Tell how many lines in the following entries include the word "below", giving the figure alone.

====== INFORMATION SHOWN ======

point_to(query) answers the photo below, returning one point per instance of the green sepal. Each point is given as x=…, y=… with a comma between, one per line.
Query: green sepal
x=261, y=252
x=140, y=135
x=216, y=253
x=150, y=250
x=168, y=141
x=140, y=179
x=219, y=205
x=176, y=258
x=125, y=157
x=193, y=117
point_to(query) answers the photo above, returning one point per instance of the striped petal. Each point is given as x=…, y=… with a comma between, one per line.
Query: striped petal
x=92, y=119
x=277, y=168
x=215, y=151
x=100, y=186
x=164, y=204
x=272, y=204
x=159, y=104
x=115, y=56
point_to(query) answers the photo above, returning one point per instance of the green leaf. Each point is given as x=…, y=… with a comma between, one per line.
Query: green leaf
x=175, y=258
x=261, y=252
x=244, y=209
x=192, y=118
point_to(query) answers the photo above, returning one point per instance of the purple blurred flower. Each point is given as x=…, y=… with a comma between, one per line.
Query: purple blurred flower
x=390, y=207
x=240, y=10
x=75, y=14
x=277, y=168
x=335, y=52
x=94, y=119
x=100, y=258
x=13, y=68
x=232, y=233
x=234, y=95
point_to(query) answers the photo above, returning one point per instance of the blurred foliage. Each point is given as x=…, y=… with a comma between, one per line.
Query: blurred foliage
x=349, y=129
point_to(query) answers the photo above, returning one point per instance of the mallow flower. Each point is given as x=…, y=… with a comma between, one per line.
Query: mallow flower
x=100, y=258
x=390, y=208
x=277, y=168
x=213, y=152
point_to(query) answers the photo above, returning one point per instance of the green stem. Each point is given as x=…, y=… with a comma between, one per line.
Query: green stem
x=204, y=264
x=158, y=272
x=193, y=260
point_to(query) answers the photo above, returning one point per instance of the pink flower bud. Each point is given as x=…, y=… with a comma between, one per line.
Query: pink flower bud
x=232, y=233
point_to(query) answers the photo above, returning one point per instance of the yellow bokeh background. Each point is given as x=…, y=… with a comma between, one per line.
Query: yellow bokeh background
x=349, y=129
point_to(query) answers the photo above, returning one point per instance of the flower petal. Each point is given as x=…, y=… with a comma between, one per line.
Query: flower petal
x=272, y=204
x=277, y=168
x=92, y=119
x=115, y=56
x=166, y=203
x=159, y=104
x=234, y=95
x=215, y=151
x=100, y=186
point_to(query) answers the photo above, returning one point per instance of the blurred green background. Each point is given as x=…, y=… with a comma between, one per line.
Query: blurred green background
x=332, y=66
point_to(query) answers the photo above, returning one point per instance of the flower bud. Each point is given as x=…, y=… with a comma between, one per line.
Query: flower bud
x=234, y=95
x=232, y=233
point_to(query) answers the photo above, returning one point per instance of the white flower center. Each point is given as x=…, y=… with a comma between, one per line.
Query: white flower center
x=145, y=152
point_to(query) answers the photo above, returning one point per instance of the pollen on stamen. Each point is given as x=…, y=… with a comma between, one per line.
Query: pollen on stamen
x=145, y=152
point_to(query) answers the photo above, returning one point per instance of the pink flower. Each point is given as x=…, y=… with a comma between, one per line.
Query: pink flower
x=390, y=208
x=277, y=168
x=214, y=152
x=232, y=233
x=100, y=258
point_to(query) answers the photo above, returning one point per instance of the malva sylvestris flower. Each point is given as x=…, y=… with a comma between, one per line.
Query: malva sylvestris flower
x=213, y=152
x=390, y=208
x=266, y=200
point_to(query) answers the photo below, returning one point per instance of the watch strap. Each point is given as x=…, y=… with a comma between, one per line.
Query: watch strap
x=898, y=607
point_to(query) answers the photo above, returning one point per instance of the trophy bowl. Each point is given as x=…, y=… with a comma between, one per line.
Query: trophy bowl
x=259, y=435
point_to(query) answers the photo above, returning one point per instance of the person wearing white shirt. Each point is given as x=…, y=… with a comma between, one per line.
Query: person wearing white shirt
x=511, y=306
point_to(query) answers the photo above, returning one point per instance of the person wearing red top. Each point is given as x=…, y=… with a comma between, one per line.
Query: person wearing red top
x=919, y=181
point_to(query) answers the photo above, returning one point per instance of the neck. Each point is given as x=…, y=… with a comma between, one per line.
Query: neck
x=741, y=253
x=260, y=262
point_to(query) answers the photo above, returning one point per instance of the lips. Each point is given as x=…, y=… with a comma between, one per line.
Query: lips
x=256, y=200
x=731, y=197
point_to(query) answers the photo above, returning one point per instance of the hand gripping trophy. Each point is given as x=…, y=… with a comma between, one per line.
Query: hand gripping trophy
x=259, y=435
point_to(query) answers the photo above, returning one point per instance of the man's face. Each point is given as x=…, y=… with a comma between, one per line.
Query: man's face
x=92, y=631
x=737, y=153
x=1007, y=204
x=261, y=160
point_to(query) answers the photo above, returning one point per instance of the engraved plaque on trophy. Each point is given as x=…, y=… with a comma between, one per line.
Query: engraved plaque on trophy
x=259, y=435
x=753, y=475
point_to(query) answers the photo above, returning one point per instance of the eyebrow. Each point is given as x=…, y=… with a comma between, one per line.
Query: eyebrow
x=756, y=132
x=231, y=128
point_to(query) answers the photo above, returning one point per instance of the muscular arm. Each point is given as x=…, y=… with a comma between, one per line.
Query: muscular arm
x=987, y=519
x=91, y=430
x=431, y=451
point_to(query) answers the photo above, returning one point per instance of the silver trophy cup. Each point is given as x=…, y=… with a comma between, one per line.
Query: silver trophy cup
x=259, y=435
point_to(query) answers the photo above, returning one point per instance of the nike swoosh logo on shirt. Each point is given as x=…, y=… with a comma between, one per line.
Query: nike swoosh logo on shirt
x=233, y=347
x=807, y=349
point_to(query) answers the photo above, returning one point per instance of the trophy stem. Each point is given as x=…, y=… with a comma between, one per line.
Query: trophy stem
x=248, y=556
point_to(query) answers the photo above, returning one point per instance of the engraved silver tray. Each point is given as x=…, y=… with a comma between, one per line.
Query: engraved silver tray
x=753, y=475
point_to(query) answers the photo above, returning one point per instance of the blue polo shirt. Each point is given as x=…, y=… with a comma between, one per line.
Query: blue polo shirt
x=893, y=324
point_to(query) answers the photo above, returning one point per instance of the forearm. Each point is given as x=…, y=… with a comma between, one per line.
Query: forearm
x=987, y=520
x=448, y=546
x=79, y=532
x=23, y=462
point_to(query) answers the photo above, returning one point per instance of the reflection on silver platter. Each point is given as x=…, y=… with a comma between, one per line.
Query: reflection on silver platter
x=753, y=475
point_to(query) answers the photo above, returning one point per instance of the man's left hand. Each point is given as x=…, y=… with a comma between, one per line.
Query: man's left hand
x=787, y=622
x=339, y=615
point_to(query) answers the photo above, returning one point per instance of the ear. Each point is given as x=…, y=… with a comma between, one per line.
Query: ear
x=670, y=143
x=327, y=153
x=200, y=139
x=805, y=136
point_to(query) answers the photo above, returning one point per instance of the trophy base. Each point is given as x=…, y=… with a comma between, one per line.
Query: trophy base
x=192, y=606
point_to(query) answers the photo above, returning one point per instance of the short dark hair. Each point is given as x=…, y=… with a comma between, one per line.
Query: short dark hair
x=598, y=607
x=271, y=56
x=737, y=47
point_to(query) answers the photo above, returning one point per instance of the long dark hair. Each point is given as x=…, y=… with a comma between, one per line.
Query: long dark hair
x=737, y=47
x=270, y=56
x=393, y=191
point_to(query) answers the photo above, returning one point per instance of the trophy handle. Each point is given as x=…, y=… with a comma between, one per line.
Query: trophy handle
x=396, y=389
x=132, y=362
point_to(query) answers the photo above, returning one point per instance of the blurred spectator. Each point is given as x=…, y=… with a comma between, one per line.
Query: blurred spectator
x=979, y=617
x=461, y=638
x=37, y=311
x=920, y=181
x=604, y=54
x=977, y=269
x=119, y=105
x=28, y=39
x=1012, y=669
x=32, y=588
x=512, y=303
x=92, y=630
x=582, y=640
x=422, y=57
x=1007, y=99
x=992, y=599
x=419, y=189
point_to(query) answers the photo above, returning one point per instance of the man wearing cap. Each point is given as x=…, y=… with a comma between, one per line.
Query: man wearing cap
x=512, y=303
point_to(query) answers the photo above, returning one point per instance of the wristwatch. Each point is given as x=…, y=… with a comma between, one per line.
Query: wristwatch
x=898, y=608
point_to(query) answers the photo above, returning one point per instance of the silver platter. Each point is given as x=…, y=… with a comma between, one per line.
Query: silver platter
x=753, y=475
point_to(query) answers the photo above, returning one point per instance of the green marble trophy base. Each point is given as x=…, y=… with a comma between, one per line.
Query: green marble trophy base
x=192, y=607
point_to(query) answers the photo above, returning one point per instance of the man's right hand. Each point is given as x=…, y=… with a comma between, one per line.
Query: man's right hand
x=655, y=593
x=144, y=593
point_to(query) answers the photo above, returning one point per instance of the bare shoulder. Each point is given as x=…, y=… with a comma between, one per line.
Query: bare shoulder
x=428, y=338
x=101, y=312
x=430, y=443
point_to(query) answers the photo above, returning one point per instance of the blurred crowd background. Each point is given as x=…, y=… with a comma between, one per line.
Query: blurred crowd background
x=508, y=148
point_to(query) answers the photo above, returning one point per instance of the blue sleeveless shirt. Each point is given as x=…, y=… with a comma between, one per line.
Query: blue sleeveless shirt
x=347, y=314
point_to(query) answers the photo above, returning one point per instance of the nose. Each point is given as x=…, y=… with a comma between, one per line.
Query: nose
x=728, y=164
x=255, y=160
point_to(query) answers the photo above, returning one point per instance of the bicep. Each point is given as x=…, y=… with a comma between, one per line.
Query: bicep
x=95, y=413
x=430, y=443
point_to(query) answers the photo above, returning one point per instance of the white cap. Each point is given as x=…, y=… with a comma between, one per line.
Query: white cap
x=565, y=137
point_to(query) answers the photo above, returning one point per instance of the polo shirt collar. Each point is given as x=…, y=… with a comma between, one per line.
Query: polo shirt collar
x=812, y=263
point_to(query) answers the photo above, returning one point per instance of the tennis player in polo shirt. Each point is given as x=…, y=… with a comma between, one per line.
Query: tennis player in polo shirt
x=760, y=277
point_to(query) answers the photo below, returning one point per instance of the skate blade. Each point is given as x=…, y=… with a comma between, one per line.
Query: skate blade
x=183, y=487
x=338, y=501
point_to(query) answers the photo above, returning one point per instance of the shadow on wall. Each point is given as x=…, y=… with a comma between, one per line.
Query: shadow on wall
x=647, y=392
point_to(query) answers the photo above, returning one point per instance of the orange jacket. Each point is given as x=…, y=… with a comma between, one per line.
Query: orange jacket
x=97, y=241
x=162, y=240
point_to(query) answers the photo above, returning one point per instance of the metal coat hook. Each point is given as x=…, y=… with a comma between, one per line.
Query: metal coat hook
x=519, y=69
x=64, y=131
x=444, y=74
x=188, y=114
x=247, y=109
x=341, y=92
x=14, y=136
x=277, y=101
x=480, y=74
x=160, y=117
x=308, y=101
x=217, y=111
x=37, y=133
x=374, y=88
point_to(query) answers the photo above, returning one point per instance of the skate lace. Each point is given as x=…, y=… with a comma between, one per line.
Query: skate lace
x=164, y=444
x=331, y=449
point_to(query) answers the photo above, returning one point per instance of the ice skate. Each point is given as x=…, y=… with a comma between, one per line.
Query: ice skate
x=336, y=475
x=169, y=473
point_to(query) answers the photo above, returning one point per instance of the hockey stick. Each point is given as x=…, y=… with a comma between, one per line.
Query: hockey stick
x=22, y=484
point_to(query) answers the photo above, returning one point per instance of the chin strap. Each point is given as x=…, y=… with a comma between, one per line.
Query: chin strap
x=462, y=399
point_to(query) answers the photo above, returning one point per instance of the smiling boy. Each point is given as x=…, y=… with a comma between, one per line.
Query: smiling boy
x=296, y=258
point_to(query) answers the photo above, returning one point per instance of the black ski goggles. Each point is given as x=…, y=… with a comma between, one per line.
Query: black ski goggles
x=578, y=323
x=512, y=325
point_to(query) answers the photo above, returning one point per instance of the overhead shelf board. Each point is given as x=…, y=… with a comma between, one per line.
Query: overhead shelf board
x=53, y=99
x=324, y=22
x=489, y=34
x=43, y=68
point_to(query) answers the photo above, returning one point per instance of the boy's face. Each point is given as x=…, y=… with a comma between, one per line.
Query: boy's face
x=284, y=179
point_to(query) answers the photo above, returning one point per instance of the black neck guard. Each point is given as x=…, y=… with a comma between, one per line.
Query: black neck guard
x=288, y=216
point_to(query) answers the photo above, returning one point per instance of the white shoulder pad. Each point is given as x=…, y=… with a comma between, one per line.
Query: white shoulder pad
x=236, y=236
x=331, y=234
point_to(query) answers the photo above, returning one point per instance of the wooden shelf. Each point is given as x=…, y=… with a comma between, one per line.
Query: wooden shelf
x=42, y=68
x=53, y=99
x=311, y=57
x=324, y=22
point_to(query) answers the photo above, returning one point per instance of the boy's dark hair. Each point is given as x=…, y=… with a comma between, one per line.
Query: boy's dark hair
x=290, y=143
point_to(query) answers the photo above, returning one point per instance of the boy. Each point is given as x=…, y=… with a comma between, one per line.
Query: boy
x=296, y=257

======

* TASK RESPONSE
3